Dataset entries:
◆ ◆ ◆
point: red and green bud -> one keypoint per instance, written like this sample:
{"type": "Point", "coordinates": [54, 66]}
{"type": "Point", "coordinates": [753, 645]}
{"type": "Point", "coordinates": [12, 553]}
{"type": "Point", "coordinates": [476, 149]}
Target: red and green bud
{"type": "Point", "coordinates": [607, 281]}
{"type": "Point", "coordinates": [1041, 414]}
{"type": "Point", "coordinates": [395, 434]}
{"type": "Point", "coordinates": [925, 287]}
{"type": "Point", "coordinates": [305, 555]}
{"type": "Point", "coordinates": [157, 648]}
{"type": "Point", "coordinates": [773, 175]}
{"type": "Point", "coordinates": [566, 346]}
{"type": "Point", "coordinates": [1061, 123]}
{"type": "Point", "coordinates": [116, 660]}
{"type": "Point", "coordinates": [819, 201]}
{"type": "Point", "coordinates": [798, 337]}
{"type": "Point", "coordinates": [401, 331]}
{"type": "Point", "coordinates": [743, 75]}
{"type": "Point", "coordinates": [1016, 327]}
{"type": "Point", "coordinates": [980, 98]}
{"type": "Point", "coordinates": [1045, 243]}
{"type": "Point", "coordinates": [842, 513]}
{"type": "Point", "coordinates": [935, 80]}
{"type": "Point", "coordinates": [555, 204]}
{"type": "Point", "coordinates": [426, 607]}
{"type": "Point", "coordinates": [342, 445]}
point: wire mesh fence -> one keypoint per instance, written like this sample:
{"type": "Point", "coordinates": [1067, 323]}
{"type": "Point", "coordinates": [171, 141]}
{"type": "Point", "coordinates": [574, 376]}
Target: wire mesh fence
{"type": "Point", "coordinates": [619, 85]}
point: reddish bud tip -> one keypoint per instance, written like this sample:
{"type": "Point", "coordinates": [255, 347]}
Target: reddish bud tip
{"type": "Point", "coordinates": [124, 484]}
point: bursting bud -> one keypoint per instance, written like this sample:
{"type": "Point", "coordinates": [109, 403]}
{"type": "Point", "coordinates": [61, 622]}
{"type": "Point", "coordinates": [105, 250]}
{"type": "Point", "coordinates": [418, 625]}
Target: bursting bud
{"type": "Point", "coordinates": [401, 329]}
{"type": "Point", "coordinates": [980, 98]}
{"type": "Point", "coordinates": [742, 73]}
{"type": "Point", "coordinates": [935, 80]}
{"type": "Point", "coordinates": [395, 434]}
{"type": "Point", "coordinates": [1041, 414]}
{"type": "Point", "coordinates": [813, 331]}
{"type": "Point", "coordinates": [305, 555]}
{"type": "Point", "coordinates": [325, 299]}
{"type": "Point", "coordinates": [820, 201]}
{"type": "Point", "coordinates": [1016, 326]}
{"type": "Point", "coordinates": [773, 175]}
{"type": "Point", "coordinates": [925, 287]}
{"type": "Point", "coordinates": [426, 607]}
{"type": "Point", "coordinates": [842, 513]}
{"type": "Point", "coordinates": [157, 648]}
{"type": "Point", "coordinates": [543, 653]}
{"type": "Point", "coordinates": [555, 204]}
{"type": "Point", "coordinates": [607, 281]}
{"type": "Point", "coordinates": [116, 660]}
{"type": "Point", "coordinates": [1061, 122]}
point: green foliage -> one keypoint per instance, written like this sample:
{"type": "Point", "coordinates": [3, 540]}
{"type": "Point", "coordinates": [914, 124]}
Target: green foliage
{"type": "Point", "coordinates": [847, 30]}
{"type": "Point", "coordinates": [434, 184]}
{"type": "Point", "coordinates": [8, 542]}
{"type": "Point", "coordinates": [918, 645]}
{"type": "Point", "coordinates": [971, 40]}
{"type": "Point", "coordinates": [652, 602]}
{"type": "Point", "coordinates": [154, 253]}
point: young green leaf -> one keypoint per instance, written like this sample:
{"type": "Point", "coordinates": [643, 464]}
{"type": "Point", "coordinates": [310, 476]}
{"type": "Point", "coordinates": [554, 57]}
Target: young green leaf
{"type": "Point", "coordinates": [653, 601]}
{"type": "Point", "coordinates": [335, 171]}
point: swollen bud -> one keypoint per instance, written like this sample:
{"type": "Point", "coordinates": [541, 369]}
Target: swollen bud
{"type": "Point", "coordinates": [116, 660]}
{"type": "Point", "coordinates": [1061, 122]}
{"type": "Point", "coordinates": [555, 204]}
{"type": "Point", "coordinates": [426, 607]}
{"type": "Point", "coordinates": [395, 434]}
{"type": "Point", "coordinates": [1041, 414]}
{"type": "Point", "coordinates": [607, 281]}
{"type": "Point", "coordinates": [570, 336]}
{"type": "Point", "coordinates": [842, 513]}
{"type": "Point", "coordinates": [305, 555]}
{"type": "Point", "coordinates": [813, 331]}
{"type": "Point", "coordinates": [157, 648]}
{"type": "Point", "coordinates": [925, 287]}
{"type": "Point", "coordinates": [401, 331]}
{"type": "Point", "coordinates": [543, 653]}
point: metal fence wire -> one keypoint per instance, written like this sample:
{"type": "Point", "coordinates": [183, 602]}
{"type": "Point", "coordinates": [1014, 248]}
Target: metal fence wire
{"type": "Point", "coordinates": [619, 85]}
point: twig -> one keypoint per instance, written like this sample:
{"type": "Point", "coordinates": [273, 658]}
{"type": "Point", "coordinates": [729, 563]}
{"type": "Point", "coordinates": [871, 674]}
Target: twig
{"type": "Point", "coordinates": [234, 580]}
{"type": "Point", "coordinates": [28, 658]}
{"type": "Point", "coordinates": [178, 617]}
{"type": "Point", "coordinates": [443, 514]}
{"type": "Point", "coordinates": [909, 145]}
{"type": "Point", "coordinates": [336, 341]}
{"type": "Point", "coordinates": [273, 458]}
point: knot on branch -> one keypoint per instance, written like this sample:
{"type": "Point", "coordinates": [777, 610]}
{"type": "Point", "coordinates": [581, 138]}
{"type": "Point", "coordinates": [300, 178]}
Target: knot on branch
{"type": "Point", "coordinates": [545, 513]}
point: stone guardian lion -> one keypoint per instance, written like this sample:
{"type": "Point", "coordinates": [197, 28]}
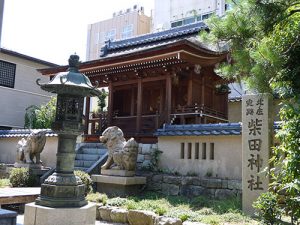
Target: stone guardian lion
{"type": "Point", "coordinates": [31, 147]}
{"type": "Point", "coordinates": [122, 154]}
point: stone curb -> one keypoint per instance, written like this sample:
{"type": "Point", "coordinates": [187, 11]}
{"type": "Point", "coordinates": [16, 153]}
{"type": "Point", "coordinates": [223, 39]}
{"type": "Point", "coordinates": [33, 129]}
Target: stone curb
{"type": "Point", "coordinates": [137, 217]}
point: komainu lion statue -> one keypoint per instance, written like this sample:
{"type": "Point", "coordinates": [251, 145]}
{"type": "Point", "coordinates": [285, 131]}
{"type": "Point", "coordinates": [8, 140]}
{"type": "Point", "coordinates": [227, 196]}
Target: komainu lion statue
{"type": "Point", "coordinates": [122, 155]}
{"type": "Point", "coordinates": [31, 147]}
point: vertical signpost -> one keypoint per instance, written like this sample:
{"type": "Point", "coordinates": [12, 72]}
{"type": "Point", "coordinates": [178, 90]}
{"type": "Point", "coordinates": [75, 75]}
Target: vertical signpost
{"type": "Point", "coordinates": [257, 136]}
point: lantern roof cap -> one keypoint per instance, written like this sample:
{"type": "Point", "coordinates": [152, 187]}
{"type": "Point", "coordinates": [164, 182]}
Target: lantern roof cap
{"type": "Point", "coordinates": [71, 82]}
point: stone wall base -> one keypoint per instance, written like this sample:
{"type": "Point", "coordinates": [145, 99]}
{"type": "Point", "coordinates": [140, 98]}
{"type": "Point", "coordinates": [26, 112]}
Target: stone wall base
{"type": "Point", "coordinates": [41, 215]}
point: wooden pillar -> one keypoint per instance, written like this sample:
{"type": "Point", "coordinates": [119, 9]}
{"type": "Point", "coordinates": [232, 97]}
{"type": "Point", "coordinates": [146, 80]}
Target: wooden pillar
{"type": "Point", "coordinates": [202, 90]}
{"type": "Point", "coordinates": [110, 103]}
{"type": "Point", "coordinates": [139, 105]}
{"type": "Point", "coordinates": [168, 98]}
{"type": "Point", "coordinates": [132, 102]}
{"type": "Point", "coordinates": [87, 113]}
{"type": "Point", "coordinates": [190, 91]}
◆ ◆ ◆
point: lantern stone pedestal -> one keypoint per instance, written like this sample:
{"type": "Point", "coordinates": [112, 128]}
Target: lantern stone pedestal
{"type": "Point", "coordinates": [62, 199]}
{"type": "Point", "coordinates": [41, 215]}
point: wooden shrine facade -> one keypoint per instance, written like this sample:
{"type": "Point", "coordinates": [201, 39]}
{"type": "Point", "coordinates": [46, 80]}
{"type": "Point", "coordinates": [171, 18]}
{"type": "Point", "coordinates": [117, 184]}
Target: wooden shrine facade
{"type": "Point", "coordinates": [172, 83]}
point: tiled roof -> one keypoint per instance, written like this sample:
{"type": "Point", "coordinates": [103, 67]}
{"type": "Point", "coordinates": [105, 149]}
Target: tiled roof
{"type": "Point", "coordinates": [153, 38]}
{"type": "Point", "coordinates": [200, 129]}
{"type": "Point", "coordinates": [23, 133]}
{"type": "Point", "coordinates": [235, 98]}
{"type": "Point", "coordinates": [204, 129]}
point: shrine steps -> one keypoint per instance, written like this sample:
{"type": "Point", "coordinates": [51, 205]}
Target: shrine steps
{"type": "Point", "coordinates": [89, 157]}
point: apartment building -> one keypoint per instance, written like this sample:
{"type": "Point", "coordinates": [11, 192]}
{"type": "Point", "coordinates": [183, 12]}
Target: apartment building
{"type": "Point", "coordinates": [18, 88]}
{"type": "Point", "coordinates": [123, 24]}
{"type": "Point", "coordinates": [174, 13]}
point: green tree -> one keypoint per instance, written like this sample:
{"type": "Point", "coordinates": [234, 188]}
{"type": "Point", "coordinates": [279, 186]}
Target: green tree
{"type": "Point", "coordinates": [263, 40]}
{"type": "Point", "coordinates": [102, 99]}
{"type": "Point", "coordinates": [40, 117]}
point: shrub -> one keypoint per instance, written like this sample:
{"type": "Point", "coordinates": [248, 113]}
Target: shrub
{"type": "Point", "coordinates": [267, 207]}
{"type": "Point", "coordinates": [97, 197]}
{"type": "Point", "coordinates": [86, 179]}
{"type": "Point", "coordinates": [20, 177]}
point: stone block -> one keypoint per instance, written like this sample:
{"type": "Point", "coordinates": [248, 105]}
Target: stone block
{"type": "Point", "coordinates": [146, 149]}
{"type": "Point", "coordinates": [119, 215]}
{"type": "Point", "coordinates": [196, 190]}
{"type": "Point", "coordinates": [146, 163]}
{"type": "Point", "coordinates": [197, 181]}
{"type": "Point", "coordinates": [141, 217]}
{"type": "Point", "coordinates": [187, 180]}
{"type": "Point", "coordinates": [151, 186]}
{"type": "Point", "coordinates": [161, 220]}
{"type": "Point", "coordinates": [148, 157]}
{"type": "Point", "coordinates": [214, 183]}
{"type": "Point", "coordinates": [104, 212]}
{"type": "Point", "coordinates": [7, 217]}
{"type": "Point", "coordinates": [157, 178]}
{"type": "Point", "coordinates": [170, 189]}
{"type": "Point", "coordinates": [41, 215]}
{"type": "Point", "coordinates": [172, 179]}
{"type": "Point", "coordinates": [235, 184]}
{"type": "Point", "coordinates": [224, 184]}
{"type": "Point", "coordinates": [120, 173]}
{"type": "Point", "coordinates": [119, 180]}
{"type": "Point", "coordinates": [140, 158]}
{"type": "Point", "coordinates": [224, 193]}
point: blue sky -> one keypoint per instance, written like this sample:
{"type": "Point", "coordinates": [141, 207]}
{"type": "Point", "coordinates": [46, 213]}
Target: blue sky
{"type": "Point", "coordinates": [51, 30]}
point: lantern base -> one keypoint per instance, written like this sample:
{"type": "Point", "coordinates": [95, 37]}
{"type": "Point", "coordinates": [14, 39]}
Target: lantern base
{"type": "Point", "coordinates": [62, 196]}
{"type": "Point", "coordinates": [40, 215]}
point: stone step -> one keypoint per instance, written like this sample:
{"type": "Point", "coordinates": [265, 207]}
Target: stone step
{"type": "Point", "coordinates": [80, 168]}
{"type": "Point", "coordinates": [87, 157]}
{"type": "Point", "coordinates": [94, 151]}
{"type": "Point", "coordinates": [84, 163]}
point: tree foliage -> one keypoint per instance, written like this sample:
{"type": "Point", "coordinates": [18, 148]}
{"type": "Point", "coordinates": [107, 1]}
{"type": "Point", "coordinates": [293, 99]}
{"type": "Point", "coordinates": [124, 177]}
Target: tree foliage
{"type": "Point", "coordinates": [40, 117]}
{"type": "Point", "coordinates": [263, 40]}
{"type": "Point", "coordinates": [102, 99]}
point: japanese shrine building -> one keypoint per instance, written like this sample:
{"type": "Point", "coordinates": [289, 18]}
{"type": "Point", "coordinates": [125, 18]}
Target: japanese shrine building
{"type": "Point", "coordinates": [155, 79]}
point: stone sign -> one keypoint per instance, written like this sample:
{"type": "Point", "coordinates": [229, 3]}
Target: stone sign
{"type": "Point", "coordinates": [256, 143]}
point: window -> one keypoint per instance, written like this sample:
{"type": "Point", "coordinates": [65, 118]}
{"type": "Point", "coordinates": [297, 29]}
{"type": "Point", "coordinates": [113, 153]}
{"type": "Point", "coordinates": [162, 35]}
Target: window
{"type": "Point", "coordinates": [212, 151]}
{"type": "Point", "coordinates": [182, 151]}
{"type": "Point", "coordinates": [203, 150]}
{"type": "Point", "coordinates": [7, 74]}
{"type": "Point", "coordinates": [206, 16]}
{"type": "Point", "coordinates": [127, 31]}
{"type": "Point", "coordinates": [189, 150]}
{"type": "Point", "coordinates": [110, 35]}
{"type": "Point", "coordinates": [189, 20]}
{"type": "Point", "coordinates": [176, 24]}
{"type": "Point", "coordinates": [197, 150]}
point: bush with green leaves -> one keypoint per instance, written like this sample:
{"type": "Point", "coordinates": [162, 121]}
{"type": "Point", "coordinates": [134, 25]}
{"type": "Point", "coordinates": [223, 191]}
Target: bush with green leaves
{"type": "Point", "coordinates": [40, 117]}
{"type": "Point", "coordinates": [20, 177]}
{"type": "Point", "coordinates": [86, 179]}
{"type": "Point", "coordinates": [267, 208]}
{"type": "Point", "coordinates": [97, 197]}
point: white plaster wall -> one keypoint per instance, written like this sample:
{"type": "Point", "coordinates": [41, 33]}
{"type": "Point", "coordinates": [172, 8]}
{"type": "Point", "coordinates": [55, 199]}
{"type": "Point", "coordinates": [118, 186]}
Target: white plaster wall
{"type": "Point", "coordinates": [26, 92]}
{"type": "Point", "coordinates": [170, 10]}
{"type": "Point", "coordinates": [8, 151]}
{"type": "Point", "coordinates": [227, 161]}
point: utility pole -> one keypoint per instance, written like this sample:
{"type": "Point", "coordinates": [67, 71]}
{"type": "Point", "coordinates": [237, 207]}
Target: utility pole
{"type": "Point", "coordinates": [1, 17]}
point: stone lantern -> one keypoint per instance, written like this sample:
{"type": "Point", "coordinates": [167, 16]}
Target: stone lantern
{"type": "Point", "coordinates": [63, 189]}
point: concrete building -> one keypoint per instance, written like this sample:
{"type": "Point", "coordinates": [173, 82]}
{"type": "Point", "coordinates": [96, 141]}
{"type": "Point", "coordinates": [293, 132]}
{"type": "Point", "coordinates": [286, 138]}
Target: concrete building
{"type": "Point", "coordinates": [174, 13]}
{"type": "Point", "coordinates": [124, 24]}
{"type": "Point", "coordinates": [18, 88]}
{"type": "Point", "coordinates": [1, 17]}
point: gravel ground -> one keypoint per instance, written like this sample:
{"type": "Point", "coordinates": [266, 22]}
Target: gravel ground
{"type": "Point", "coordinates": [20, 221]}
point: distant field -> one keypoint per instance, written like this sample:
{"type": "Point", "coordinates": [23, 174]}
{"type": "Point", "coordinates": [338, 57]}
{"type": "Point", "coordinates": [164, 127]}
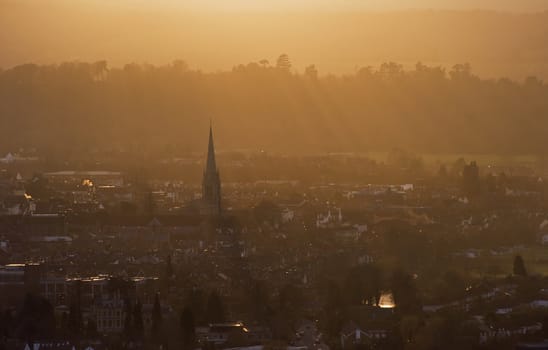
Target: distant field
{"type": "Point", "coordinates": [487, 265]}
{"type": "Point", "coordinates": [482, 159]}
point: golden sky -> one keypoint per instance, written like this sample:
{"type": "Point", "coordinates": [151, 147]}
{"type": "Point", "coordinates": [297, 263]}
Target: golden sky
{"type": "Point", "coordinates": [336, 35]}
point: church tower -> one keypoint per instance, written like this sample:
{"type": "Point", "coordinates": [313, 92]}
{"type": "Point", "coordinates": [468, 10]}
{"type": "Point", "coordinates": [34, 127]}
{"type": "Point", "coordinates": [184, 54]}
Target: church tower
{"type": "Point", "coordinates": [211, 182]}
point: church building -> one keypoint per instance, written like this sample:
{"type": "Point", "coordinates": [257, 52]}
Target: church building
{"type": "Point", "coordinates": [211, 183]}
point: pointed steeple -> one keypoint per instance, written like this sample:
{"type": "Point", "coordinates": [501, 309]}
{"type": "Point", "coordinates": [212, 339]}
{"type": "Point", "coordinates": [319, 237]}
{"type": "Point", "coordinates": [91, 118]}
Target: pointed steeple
◆ ◆ ◆
WHAT THIS TASK INVOLVES — Identify every line in the entries above that contains the word "distant", and copy each such line in full. Matching is case-sensitive.

WRITTEN REPLY —
point: distant field -> one keypoint per instance, written like this sample:
Target: distant field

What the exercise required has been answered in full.